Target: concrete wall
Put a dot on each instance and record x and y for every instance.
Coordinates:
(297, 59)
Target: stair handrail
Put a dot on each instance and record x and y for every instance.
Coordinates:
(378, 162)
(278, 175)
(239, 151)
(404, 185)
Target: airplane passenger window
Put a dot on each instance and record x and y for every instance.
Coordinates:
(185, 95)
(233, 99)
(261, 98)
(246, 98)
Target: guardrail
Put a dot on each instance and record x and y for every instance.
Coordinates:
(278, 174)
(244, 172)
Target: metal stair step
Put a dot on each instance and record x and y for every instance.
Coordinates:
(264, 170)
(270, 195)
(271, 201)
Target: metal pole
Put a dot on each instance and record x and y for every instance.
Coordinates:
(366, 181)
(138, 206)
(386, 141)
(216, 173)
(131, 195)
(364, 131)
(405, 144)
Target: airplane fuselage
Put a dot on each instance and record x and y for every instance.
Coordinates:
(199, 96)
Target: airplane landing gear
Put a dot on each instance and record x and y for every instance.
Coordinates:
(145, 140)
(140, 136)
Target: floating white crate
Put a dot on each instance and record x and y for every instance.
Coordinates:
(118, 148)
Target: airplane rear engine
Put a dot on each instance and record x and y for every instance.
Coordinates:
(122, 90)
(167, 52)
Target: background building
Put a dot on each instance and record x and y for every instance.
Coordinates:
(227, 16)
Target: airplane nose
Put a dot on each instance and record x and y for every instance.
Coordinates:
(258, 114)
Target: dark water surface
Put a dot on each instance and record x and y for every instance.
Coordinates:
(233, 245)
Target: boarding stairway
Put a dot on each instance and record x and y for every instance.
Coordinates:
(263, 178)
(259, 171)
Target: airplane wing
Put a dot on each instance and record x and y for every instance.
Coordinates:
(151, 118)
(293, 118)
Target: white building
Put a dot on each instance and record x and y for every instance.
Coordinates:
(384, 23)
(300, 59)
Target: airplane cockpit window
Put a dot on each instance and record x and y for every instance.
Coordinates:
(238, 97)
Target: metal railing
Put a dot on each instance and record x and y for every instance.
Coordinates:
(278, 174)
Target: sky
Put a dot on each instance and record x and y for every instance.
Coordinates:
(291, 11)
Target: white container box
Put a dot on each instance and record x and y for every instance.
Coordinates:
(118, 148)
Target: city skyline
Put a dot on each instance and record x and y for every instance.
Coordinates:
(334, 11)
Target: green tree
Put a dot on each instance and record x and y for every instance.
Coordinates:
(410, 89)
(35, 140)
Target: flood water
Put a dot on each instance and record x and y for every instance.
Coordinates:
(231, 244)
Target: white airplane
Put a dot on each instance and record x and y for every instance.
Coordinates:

◆ **Short task**:
Reproduce every row above verbatim, without changing any character.

◆ **Solved problem**:
Target: concrete wall
Put a dot on each instance and record x and y for every instance.
Coordinates:
(297, 59)
Target: stair handrail
Put a dot on each instance and record x and y for every instance.
Coordinates:
(378, 162)
(278, 175)
(239, 151)
(404, 185)
Target: airplane passenger window
Put a dot on each instance and record x and y for every instance.
Coordinates:
(185, 95)
(233, 99)
(261, 98)
(246, 98)
Target: guardrail
Put a dot on each instance and record x and y for every instance.
Coordinates:
(278, 174)
(244, 172)
Target: metal stair step
Put a dot on each instance and record x and y for every instance.
Coordinates:
(264, 170)
(270, 195)
(271, 201)
Target: metal pole
Put a dot on each instance and record x and y for every instance.
Coordinates:
(366, 181)
(138, 206)
(386, 141)
(216, 173)
(131, 195)
(364, 131)
(405, 144)
Target: airplane fuselage
Put a dot on each instance and record x and y for every instance.
Coordinates:
(199, 96)
Target: airplane landing gear
Put a dot on each instance and record x and y for every instance.
Coordinates:
(145, 140)
(140, 136)
Target: floating white crate
Put a dot on each instance and record x and y for every instance.
Coordinates:
(118, 148)
Target: airplane rear engine
Put a dot on each instance and record x and y for every instance.
Coordinates:
(122, 90)
(167, 52)
Target: background building
Put a dot on each instance and record x and y for every instance.
Coordinates:
(227, 16)
Target: airplane nose
Put a dot on each instance and record x and y for every instance.
Coordinates:
(258, 114)
Target: dark water surface
Put a dot on each instance and record x and y for every instance.
Coordinates:
(233, 245)
Target: boarding stairway
Put a dot on each instance and record x and y for every instance.
Coordinates:
(263, 178)
(259, 171)
Target: airplane wing
Put a dot on each instance and record x and y for every instance.
Coordinates:
(151, 118)
(293, 118)
Target: white building
Put a dot on each instance and record x and y for every instance.
Coordinates:
(384, 23)
(300, 59)
Target: airplane cockpit window
Put a dot on each instance and record x and y for every instance.
Coordinates:
(238, 97)
Target: metal railing
Put a dot on each instance and record x and y for every instance.
Coordinates:
(278, 174)
Target: sky
Put a dot on each instance and record x and y for every instance.
Coordinates:
(291, 11)
Target: white container box
Put a dot on each instance and record x and y for every instance.
Coordinates:
(118, 148)
Target: city skyline
Put a dot on each instance and record x and y for every instance.
Coordinates:
(334, 11)
Target: green tree
Put a dot on each instance and record x and y for every instance.
Coordinates:
(410, 89)
(35, 140)
Target: flood water
Put a dot on each instance and record x and y for every instance.
Coordinates:
(231, 244)
Target: white airplane
Put a dot on each instance and record x and y for every instance.
Coordinates:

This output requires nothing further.